Bounding-box records:
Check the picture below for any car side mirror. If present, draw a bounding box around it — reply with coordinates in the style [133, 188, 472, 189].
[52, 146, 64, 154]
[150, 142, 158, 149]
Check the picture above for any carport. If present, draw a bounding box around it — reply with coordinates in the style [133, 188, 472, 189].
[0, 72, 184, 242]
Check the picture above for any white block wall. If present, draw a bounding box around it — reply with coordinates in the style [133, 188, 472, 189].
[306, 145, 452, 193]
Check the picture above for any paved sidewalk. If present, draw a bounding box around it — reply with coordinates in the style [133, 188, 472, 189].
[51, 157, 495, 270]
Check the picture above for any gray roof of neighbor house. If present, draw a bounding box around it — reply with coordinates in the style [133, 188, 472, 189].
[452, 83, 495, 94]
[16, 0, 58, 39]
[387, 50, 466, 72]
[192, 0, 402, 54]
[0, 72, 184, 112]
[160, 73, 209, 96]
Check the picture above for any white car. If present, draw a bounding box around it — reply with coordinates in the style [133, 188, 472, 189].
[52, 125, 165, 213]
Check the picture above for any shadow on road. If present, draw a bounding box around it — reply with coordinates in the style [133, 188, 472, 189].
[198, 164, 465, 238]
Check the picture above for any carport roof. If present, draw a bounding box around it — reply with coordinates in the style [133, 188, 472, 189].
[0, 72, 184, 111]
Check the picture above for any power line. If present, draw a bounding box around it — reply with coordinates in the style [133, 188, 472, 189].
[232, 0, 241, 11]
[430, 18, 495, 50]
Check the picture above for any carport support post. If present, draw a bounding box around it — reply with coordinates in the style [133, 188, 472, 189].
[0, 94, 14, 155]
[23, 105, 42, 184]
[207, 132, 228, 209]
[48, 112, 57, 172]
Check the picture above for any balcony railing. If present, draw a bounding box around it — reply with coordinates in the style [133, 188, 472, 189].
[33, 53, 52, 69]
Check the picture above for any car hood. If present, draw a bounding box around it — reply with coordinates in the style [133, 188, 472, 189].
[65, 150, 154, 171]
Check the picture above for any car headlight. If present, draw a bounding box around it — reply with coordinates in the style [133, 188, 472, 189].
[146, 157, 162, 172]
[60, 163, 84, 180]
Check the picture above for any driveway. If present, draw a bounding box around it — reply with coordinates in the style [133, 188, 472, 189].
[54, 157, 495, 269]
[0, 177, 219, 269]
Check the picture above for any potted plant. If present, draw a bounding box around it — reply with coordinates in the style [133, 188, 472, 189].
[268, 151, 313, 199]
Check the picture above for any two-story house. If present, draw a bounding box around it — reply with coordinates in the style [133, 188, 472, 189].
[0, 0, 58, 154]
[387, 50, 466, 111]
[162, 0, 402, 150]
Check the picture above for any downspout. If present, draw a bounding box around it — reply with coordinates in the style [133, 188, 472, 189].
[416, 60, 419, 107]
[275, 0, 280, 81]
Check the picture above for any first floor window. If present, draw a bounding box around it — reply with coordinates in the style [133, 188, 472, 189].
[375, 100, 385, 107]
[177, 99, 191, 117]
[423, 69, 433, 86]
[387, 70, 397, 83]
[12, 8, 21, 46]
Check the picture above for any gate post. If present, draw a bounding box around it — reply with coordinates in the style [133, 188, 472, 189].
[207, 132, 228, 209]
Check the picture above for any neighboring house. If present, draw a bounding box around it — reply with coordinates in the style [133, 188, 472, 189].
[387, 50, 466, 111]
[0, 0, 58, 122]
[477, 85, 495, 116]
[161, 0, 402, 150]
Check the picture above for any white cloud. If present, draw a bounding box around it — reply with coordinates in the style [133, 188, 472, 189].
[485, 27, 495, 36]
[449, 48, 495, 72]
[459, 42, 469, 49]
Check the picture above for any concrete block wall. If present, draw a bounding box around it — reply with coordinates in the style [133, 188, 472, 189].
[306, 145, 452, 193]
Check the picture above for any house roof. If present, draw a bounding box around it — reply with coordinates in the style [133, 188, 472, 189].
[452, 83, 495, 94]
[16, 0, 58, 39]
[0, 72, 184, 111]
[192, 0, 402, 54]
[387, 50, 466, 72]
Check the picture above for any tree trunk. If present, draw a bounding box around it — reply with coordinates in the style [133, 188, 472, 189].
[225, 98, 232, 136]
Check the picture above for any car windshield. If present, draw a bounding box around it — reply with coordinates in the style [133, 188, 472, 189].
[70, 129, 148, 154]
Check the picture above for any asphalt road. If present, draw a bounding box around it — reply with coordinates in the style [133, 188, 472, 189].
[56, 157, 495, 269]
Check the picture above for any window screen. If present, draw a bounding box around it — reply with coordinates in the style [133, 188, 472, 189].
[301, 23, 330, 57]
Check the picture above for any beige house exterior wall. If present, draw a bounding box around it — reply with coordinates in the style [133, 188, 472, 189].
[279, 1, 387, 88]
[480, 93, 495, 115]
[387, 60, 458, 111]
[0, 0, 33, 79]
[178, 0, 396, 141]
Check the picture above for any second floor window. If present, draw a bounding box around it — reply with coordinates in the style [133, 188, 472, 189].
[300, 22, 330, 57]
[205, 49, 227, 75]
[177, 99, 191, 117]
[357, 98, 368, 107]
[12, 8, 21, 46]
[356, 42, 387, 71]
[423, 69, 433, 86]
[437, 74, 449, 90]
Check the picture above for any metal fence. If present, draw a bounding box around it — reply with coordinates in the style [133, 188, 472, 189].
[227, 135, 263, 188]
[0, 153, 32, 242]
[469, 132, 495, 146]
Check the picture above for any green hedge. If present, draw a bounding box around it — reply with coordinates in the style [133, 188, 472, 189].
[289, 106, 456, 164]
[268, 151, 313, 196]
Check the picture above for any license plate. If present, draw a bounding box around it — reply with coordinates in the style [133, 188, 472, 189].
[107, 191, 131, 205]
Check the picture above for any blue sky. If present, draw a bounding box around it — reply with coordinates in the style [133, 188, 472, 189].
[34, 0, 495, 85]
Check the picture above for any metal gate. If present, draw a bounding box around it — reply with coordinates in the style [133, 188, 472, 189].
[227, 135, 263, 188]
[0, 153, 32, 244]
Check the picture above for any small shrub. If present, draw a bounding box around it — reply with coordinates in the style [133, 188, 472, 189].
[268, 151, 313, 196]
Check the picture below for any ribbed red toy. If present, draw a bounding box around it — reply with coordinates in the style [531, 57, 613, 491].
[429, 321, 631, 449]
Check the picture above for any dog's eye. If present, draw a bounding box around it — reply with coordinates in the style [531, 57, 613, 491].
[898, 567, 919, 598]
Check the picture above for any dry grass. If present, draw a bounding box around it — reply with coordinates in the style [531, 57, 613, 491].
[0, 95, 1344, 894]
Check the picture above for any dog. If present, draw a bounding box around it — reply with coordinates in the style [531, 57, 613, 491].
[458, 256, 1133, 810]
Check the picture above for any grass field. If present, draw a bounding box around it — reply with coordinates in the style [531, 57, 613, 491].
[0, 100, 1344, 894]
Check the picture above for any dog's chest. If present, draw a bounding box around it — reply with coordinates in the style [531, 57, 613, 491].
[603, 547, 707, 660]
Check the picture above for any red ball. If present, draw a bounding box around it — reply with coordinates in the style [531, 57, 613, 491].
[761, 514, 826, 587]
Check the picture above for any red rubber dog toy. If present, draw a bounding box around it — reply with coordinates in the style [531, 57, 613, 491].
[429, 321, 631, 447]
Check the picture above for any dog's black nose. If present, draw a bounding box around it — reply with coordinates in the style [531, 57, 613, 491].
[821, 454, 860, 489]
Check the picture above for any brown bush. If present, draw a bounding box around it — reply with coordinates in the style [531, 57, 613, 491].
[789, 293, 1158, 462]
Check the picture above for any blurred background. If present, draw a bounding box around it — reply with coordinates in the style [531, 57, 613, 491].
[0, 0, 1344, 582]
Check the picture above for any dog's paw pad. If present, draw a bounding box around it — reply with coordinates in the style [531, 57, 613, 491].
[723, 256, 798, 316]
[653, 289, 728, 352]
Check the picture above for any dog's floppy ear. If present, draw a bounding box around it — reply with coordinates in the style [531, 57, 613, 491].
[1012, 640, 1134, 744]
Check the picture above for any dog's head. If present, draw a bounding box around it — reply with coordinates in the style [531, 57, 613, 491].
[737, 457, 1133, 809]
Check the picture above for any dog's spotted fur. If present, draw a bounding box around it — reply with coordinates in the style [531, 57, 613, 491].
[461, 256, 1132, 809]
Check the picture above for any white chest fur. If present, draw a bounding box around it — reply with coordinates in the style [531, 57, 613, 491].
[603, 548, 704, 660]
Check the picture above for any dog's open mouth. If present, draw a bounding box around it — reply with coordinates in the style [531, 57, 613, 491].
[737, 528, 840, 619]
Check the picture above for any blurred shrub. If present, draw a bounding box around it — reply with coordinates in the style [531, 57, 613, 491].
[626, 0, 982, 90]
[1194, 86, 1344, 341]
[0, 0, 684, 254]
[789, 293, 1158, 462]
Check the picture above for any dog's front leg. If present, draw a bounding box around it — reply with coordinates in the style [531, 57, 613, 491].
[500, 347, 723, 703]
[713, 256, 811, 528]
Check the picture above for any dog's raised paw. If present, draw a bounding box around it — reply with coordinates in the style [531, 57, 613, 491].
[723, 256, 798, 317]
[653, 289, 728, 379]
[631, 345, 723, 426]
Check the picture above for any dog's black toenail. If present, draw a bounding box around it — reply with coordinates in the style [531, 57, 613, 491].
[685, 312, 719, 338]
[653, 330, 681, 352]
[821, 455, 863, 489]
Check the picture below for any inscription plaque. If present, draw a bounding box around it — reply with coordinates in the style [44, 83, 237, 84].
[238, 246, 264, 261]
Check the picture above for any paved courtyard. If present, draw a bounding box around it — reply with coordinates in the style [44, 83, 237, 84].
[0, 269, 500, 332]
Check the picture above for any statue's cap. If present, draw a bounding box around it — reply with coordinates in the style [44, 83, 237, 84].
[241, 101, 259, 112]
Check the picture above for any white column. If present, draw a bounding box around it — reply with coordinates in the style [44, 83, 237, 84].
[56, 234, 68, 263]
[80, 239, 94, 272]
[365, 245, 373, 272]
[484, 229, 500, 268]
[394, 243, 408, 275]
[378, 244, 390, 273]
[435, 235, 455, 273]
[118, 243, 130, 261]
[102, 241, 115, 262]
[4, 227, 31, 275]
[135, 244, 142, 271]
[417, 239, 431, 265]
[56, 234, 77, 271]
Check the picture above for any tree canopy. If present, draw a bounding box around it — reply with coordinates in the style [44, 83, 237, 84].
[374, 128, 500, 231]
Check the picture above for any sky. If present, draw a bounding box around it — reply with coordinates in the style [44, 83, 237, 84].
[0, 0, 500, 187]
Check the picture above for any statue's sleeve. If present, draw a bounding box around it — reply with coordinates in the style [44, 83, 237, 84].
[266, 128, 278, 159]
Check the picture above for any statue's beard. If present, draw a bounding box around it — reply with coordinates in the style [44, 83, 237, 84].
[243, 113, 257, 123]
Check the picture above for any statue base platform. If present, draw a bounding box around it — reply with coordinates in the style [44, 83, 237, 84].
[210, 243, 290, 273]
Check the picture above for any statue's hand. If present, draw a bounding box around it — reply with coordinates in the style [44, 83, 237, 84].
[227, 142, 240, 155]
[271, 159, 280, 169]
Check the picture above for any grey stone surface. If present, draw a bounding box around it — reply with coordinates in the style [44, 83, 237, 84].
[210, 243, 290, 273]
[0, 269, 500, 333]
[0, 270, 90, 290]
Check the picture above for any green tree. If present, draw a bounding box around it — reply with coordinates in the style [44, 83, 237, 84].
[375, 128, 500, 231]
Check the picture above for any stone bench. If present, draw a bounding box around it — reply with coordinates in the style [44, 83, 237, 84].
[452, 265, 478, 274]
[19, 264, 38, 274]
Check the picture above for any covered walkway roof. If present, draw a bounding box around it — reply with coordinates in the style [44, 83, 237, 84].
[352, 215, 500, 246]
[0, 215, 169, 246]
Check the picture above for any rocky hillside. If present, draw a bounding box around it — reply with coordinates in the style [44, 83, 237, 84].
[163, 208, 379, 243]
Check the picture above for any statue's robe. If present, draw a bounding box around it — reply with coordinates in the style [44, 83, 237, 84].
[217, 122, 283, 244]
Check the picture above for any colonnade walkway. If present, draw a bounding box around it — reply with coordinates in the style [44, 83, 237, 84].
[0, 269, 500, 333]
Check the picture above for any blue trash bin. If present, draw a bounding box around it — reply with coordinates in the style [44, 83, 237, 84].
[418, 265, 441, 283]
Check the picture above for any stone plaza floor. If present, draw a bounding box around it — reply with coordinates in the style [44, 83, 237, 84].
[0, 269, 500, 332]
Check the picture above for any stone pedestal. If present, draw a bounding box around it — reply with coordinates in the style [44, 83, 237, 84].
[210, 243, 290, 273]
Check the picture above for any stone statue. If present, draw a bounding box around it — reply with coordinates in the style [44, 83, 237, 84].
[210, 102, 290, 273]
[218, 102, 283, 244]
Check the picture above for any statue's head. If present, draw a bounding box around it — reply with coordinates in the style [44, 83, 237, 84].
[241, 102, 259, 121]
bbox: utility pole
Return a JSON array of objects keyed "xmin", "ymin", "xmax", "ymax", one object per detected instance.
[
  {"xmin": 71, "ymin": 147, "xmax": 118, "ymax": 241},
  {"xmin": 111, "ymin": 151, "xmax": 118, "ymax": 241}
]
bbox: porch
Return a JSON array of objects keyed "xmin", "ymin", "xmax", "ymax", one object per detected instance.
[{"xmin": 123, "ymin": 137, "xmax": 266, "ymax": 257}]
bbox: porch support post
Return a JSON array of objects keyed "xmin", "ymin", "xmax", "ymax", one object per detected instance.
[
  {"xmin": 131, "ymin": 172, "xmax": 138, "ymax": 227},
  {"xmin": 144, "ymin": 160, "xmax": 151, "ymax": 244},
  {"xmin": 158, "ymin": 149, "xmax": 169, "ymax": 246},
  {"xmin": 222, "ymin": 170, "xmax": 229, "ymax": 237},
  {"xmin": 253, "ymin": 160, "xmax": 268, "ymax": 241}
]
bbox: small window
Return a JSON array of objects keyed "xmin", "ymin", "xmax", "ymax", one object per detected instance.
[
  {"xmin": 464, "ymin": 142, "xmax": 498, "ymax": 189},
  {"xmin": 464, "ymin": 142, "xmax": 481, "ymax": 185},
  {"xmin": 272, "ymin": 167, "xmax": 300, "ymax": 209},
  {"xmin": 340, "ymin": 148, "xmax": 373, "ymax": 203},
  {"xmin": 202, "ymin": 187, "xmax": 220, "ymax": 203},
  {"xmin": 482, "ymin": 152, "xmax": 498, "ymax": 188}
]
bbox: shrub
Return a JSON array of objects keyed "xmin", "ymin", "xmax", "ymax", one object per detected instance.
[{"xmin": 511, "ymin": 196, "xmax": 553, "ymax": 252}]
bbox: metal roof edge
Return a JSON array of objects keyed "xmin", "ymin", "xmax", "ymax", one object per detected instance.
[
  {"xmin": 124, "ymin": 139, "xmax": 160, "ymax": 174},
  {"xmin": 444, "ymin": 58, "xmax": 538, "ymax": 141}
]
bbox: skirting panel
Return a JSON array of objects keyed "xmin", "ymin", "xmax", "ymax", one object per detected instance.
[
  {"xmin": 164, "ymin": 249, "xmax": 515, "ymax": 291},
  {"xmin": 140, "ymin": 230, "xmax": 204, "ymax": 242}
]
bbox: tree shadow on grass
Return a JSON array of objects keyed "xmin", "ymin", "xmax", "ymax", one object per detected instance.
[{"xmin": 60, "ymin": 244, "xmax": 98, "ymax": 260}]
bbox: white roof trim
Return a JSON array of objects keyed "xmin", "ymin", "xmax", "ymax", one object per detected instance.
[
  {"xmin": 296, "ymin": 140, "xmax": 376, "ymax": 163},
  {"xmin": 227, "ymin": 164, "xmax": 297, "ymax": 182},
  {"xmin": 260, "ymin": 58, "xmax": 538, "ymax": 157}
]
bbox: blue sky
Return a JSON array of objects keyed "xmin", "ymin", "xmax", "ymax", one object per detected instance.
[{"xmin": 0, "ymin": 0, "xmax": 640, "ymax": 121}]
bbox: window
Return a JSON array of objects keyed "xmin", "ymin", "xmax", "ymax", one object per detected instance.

▶ THE PROBLEM: Write out the listing again from its first line through the line holding "[52, 125, 165, 213]", both ends included, keeping the requests unchanged. Shift every box coordinate in the answers by -108.

▶ TASK RESULT:
Check the picture below for any car side mirror. If present, draw a bounding box around it — reply with coordinates in the style [133, 188, 472, 189].
[-56, 38, -44, 46]
[42, 34, 50, 41]
Check the picture above for any carport. If present, draw a bounding box around it — reply with coordinates in the style [133, 188, 472, 189].
[-108, -36, 76, 134]
Check the picture above for any white block wall. If present, draw a bounding box around it — reply with coordinates in the style [133, 188, 472, 189].
[198, 37, 344, 85]
Check the picture above for any paved sidewalk. If present, draw a bounding box around it — reply with coordinates in the style [133, 188, 472, 189].
[-57, 49, 387, 162]
Check the picture above for any gray roof of neighbor house. If present, draw a bounding box around it — reply with coordinates in the style [133, 188, 472, 189].
[344, -25, 387, -14]
[-92, -108, -50, -69]
[279, -58, 358, -36]
[84, -108, 294, -54]
[-108, -36, 76, 4]
[52, -35, 101, -12]
Check the picture above for any white car. If present, draw a bounding box around it — reply with coordinates in the style [133, 188, 472, 189].
[-56, 17, 57, 105]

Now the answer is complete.